▶ [What is required]:
Arrange the lines starting at the one containing "234L82 223L70 222L69" and ending at the one containing "positive clicks: (82, 224)" as a Markdown table, with the row number under No. and the line under Line. Leave out blank lines.
---- Extracted information
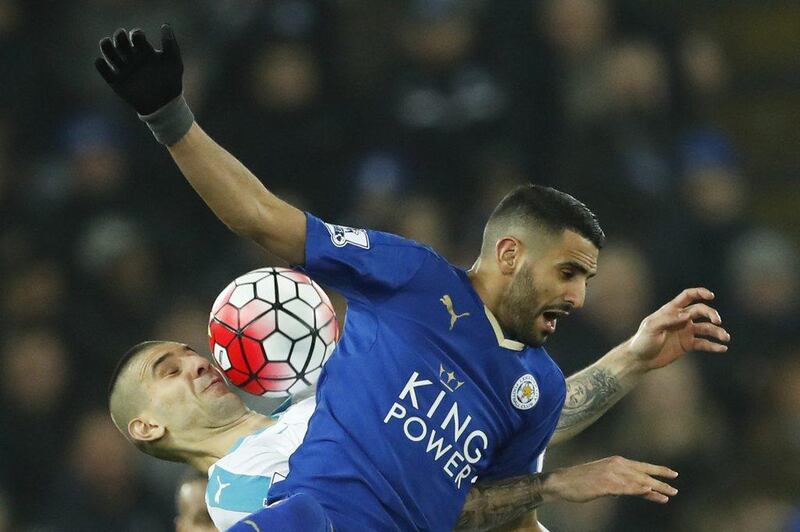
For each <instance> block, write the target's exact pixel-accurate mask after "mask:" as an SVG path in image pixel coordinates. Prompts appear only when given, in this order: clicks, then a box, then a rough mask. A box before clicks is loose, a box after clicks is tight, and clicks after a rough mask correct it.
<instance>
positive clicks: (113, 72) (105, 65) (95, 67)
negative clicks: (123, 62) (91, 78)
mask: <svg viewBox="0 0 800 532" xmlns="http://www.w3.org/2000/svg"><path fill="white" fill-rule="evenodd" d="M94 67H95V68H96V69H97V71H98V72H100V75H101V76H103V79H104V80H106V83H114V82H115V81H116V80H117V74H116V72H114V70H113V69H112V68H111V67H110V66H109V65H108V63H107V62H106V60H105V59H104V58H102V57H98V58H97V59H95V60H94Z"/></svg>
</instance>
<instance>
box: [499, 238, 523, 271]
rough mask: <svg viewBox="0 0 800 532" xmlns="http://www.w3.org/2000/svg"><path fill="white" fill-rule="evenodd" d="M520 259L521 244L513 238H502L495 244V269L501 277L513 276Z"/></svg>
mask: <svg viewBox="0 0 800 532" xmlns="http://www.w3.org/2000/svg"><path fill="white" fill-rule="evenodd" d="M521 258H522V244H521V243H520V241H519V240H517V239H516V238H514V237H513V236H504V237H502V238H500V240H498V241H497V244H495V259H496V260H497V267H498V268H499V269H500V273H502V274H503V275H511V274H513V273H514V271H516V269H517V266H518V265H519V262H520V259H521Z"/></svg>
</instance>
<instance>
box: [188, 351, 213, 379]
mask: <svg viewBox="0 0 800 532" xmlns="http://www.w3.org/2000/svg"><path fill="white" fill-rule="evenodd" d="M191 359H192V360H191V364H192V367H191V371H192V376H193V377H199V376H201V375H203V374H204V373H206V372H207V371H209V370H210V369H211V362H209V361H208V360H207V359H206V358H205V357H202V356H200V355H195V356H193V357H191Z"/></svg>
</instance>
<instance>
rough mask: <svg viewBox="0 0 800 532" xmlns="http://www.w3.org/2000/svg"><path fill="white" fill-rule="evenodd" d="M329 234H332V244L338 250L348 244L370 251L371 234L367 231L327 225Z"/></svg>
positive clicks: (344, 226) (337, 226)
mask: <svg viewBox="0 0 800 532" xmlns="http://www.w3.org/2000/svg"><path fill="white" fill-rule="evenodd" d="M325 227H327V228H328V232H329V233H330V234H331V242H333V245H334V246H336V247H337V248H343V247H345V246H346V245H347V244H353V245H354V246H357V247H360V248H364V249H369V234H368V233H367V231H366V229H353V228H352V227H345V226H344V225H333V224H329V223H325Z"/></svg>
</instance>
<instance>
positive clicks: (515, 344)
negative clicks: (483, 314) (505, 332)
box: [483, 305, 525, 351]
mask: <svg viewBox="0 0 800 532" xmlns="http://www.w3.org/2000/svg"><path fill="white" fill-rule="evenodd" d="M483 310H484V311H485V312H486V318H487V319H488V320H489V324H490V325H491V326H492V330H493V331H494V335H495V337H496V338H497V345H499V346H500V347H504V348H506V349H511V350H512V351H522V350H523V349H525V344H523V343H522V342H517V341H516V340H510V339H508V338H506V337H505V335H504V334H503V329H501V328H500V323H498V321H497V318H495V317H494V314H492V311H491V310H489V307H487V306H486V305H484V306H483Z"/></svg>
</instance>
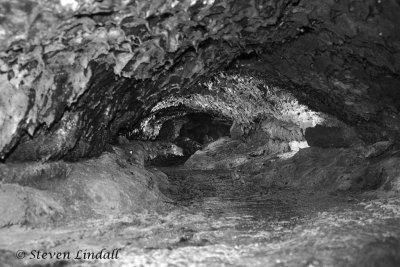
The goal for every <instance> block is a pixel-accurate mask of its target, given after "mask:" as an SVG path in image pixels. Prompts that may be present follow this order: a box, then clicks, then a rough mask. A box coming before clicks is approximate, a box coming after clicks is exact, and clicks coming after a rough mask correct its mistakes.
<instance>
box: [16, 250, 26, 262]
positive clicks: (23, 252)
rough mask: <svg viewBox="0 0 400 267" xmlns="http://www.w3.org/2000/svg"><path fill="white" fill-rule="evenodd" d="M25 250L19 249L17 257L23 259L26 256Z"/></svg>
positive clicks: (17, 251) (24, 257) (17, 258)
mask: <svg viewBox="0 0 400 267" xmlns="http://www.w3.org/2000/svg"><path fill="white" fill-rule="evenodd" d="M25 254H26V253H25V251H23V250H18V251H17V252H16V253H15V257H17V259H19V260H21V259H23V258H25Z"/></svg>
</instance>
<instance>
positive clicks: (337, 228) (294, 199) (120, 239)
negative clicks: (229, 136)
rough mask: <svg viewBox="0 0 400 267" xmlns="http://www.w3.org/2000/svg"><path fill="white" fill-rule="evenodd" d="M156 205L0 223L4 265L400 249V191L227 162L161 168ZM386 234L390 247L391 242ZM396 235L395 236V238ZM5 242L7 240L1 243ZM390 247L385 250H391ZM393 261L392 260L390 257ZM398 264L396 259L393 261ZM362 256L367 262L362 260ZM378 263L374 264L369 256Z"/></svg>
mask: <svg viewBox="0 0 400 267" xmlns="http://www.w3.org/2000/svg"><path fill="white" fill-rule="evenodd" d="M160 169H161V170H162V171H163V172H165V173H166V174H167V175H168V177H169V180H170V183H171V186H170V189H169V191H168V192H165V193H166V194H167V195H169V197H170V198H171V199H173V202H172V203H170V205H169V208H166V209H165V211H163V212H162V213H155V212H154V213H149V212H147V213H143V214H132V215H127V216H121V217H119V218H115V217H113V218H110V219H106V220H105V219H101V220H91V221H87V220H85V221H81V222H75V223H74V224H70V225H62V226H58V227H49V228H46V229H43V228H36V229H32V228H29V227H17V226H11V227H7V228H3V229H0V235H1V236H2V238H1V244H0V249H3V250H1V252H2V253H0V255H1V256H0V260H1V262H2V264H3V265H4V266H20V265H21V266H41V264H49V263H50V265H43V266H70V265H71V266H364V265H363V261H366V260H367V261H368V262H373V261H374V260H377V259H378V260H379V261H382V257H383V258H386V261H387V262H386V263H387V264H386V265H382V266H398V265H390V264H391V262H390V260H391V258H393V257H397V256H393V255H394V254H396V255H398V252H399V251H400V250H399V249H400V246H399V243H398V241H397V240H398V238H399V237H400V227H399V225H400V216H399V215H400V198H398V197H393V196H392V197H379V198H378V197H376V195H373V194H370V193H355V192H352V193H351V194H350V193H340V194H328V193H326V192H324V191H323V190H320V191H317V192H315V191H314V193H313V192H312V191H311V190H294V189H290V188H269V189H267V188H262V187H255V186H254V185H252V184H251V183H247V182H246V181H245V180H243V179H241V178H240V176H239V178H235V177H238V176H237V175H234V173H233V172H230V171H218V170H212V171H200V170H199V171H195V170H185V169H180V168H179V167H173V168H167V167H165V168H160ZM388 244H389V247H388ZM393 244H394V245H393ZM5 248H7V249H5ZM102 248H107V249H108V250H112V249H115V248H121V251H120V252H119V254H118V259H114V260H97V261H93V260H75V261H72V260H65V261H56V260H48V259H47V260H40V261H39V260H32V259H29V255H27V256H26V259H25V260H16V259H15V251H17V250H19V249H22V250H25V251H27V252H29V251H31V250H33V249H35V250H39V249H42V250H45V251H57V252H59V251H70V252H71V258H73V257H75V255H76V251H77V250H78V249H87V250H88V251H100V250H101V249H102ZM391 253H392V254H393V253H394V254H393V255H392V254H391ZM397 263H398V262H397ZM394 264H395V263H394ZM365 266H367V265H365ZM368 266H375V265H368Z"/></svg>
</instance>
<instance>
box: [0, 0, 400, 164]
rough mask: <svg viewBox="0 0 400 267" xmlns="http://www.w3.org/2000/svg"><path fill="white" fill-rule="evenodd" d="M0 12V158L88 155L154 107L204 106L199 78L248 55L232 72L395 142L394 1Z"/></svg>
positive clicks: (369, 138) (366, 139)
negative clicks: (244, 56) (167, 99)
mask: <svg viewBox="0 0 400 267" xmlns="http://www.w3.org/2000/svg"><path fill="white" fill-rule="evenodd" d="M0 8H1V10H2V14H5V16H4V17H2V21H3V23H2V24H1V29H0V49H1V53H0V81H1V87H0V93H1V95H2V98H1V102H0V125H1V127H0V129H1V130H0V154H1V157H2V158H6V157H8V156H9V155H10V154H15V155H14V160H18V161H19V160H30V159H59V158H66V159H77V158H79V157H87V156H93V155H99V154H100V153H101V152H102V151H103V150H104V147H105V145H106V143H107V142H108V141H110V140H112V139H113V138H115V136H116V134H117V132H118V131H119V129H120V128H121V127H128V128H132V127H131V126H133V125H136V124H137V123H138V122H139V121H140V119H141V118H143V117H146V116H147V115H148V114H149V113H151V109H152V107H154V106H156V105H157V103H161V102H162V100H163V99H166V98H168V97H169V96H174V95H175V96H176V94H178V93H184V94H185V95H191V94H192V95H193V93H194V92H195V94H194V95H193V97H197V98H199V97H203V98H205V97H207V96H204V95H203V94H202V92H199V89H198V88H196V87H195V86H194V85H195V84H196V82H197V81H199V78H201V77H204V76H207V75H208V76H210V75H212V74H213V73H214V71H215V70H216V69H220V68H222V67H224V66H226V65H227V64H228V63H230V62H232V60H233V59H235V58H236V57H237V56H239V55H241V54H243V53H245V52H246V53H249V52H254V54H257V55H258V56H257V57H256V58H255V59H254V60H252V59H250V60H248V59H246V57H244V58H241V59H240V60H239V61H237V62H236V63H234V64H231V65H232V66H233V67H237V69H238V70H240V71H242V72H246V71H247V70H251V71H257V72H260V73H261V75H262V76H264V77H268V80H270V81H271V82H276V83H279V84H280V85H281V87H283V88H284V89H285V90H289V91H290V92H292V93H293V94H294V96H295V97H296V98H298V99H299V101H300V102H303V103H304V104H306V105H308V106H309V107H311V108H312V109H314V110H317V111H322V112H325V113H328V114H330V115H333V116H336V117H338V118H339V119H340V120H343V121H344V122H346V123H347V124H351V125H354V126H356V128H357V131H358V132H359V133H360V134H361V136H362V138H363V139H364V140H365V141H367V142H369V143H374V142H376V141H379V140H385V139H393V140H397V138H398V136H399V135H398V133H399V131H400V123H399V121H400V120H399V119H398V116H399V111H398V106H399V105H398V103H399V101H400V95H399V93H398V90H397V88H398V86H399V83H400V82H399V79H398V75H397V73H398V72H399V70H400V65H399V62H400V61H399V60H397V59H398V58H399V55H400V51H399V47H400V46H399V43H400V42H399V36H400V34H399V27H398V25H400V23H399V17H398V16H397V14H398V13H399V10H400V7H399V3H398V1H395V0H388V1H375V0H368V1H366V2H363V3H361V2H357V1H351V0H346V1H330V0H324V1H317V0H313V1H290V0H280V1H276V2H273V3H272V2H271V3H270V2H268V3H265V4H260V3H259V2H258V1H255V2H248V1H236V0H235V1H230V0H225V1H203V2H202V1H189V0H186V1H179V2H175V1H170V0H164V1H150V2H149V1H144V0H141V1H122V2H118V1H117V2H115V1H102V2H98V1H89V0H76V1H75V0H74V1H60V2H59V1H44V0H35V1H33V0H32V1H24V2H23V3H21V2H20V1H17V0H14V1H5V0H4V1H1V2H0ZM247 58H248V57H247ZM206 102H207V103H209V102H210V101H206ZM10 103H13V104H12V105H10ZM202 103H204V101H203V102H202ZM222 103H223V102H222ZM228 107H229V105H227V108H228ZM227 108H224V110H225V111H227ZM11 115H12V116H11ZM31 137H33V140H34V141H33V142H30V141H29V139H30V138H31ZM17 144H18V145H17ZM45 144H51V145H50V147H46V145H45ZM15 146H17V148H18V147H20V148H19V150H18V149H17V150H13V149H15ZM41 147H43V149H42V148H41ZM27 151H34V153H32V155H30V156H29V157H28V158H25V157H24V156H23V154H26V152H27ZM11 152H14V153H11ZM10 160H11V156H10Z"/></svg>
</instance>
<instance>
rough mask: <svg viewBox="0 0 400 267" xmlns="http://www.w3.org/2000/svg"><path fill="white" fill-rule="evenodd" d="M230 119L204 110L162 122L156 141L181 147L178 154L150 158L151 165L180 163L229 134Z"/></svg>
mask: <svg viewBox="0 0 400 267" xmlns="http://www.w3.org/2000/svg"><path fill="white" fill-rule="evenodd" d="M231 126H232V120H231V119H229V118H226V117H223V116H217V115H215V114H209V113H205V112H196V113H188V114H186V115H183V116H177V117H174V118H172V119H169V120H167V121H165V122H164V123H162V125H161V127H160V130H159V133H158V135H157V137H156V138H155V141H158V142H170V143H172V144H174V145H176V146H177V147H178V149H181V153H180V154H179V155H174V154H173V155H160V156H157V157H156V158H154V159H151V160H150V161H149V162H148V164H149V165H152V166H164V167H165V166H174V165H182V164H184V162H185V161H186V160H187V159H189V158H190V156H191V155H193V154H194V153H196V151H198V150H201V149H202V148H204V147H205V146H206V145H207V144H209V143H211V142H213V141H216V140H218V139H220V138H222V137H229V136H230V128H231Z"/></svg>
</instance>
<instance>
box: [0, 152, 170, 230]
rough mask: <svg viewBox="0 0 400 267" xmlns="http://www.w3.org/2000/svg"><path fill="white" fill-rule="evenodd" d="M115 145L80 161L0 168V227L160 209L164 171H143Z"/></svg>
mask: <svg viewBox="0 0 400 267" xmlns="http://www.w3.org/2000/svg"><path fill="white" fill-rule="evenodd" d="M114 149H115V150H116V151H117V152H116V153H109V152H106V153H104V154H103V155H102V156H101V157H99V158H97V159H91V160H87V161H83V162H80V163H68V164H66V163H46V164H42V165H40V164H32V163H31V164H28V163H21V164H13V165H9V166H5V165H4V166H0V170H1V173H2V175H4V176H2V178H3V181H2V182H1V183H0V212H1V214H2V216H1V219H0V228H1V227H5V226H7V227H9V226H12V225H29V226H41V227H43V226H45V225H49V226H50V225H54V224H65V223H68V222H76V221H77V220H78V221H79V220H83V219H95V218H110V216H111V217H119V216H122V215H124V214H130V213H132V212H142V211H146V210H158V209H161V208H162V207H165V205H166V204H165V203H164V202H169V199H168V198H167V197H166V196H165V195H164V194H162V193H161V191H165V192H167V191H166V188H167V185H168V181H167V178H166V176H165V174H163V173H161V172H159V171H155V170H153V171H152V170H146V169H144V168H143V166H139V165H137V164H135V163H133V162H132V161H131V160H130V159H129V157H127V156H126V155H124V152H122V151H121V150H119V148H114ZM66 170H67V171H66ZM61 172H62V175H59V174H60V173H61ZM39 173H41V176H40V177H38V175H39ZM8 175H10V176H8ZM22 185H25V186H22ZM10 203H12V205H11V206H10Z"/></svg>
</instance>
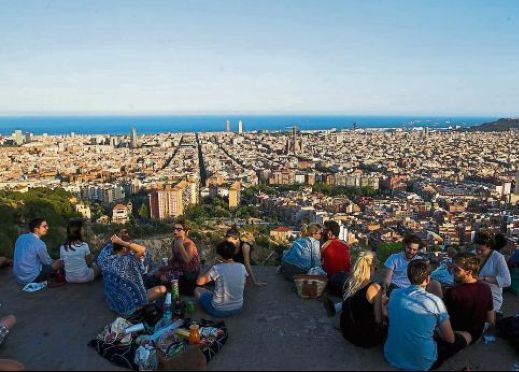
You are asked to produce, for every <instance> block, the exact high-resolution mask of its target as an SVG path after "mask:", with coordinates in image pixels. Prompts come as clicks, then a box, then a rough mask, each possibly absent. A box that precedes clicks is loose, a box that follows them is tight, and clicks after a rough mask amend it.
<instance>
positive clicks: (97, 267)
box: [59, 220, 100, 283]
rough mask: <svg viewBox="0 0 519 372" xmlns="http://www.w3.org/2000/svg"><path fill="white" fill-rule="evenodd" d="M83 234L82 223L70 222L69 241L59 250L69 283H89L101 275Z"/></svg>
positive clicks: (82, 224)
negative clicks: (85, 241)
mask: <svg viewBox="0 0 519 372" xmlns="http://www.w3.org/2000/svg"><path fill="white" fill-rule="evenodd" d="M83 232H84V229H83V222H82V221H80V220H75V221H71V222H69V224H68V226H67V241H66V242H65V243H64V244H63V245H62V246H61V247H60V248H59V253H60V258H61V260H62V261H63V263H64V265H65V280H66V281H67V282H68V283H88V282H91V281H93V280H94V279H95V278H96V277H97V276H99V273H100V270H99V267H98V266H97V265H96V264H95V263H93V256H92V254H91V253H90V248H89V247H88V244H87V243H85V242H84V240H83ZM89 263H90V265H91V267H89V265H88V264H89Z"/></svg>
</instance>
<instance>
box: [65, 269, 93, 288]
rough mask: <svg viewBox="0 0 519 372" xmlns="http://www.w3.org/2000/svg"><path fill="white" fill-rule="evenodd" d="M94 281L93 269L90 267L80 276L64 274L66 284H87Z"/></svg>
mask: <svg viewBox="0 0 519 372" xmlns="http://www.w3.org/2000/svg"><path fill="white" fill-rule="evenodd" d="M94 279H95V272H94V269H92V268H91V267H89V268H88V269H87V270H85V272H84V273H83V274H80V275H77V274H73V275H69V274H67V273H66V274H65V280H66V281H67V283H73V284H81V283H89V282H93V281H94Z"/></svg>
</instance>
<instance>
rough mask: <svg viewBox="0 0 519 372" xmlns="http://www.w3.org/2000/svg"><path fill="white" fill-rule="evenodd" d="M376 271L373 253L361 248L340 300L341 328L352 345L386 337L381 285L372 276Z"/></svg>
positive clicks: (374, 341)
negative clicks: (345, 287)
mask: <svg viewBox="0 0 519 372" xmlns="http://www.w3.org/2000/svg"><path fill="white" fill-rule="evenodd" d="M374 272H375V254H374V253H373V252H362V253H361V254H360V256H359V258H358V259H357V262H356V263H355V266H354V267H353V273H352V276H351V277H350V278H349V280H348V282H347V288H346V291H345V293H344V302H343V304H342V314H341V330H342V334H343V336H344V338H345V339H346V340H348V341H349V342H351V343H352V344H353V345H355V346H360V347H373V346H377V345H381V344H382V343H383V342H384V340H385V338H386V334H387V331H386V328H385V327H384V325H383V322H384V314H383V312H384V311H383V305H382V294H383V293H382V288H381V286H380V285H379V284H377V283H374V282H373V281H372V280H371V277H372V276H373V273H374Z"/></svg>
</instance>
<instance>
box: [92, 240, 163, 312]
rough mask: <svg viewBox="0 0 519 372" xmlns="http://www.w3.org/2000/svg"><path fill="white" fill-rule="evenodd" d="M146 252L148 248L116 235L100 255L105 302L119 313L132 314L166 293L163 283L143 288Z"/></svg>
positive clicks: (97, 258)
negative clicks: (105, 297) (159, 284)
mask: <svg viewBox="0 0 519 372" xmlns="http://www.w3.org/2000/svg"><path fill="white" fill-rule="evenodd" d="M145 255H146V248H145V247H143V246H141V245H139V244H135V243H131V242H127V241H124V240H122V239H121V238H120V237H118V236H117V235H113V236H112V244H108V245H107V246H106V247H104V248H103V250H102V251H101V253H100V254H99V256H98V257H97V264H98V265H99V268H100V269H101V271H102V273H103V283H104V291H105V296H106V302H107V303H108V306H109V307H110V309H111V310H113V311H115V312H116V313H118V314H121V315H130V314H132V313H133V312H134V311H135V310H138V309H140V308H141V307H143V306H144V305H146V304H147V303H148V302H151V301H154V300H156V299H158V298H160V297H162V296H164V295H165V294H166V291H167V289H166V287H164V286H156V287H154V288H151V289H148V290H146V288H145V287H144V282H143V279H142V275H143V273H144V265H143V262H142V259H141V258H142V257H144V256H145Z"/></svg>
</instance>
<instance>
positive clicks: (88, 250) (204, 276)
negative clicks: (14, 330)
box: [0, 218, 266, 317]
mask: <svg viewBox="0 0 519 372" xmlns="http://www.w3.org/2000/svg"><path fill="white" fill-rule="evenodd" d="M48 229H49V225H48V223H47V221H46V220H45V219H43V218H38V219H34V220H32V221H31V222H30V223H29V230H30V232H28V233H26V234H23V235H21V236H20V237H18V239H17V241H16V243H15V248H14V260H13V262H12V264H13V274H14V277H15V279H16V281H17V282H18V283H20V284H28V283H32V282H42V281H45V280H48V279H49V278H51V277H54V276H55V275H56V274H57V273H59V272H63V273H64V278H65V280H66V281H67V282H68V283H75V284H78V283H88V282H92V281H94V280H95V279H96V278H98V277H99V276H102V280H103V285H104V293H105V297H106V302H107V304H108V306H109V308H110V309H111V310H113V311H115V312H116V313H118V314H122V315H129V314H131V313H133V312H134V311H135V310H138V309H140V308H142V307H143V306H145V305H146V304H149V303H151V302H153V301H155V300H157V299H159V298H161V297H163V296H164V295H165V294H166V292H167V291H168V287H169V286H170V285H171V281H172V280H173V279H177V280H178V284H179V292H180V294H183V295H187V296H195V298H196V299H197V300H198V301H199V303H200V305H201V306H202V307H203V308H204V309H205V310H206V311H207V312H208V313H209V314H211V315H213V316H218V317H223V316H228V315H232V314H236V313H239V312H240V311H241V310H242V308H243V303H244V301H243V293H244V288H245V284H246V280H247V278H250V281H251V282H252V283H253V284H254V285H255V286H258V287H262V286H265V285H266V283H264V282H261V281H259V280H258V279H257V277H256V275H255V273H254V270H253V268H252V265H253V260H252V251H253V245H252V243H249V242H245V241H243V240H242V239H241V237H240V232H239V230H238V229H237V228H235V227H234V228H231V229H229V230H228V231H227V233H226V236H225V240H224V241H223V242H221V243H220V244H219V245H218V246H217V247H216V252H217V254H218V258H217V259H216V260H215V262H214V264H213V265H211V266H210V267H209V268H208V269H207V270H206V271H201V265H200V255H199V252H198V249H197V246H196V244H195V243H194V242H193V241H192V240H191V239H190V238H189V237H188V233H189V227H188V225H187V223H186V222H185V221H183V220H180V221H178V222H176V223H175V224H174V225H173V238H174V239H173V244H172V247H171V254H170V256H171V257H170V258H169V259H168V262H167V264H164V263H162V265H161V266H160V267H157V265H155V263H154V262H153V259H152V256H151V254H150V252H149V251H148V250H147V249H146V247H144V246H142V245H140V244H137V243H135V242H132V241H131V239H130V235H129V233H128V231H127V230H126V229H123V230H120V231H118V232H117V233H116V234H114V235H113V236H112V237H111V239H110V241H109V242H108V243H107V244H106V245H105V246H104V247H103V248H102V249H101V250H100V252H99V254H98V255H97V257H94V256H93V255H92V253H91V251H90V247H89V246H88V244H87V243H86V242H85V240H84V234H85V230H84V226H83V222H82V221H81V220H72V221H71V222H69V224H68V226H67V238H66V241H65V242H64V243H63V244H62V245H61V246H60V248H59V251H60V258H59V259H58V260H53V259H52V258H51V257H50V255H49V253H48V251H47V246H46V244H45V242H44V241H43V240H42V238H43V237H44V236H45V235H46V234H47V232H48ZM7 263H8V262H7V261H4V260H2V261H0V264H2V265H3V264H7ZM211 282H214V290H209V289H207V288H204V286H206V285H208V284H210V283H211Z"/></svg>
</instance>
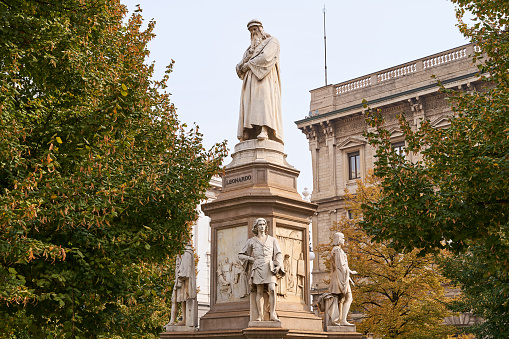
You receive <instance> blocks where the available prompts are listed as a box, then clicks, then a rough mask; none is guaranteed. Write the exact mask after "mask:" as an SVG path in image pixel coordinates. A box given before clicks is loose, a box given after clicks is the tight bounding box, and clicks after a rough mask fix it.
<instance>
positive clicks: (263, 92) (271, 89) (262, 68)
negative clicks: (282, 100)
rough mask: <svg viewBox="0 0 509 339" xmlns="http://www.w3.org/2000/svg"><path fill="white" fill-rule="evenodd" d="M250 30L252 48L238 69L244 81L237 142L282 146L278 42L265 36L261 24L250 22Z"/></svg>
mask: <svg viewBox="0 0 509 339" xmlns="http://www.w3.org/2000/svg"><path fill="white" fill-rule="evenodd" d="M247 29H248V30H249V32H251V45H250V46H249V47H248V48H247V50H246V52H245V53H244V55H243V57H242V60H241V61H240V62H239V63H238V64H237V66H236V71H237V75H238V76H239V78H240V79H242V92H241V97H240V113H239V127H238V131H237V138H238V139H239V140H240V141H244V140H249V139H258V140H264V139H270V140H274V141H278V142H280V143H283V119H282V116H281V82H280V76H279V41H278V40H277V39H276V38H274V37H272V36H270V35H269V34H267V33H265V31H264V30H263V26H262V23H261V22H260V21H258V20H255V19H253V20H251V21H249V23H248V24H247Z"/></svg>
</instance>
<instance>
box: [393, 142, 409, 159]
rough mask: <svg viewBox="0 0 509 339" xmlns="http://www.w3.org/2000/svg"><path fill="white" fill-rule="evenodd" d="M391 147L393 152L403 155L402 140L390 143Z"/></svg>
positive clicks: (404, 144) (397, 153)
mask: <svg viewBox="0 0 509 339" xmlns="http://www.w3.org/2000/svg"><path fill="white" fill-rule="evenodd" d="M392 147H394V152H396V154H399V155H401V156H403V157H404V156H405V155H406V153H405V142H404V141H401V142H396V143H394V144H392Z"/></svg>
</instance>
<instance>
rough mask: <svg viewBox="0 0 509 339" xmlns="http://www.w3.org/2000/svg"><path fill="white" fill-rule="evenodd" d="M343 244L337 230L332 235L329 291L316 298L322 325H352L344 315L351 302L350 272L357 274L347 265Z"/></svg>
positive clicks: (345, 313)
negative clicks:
--------
▶ [Expected answer]:
| No. | Line |
|---|---|
| 1 | rough mask: <svg viewBox="0 0 519 372" xmlns="http://www.w3.org/2000/svg"><path fill="white" fill-rule="evenodd" d="M83 234L82 223L70 222L69 241L59 250L69 283H89L101 275Z"/></svg> |
| 2 | positive clicks: (82, 224) |